Task statement:
Copy out all the material below, including every find request, and multiply each bounding-box coordinate by 0.7. Round each result to the nearest whole number, with halves rounded up.

Data entries:
··········
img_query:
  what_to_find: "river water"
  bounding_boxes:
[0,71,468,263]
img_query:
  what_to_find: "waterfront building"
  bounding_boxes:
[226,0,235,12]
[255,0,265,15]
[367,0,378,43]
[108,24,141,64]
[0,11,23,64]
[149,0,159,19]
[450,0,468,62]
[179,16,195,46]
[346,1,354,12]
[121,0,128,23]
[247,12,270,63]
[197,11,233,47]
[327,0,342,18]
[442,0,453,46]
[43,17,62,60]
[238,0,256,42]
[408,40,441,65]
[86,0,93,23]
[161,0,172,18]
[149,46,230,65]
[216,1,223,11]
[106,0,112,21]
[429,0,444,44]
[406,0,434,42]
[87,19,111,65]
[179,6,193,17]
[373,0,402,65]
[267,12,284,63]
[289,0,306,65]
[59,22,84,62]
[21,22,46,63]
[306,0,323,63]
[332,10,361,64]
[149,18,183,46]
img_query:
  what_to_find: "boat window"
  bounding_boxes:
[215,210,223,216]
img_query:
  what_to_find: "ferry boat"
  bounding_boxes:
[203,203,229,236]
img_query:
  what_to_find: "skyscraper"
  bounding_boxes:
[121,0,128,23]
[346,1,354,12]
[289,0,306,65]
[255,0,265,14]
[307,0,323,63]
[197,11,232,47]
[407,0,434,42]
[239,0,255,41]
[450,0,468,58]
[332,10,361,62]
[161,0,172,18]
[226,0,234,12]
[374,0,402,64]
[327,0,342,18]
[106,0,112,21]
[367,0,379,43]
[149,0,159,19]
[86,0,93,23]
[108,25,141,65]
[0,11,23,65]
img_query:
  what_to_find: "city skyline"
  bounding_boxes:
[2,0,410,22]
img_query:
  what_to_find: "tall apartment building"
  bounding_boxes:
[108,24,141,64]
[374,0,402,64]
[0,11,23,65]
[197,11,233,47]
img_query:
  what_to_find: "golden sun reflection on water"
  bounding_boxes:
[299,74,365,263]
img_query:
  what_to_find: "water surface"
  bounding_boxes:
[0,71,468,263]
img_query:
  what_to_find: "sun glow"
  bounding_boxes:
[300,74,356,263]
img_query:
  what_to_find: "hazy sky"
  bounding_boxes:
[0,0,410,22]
··········
Solved problem:
img_query:
  what_to_find: "river water"
  bounding_boxes:
[0,50,328,184]
img_query:
  what_to_find: "waterfront building"
  bounding_boxes:
[158,0,165,8]
[179,0,186,11]
[257,0,265,30]
[76,17,99,45]
[0,8,16,45]
[104,0,111,13]
[315,0,328,43]
[125,11,137,32]
[242,1,248,8]
[85,0,90,16]
[173,8,189,44]
[138,8,163,33]
[229,0,239,13]
[309,0,317,32]
[30,12,43,42]
[167,0,179,29]
[286,28,309,46]
[60,0,65,16]
[113,0,120,13]
[104,32,161,46]
[151,1,156,8]
[74,0,78,15]
[300,0,311,31]
[284,0,304,29]
[61,13,78,46]
[125,4,135,12]
[261,0,281,46]
[187,8,199,44]
[202,0,214,46]
[41,15,59,43]
[15,15,32,44]
[214,0,226,44]
[232,7,253,45]
[104,13,128,32]
img_query:
  what_to_find: "boat window"
  bounding_boxes:
[151,147,156,151]
img_query:
  what_to_find: "ferry boat"
  bounding_boxes:
[142,142,160,165]
img_query:
  what_to_find: "skyscraper"
  bounding_boxes:
[85,0,90,16]
[242,1,248,8]
[202,0,214,46]
[179,0,186,10]
[215,0,226,44]
[138,8,162,33]
[285,0,304,29]
[167,0,179,29]
[315,0,328,41]
[232,7,253,43]
[113,0,120,13]
[158,0,164,8]
[262,0,281,45]
[229,0,239,13]
[74,0,78,15]
[257,0,265,30]
[104,0,111,13]
[60,0,65,16]
[76,18,99,46]
[0,8,16,46]
img_query:
  what_to_find: "city skyline"
  bounding_boxes:
[1,0,287,15]
img_query:
  what_to_find: "tall apartment building"
  bounding_boxes:
[76,17,99,45]
[262,0,281,45]
[0,8,16,46]
[138,8,163,33]
img_query:
  what_to_find: "golden sun reflection on water"
  bounding_boxes:
[209,52,256,184]
img_query:
  what_to_find: "water surface"
  bounding_boxes:
[0,50,328,184]
img_query:
  what_to_find: "sun glow"
  bounding_boxes:
[210,52,249,184]
img_query:
  what_to_find: "hazy sky"
  bounding_boxes:
[0,0,287,15]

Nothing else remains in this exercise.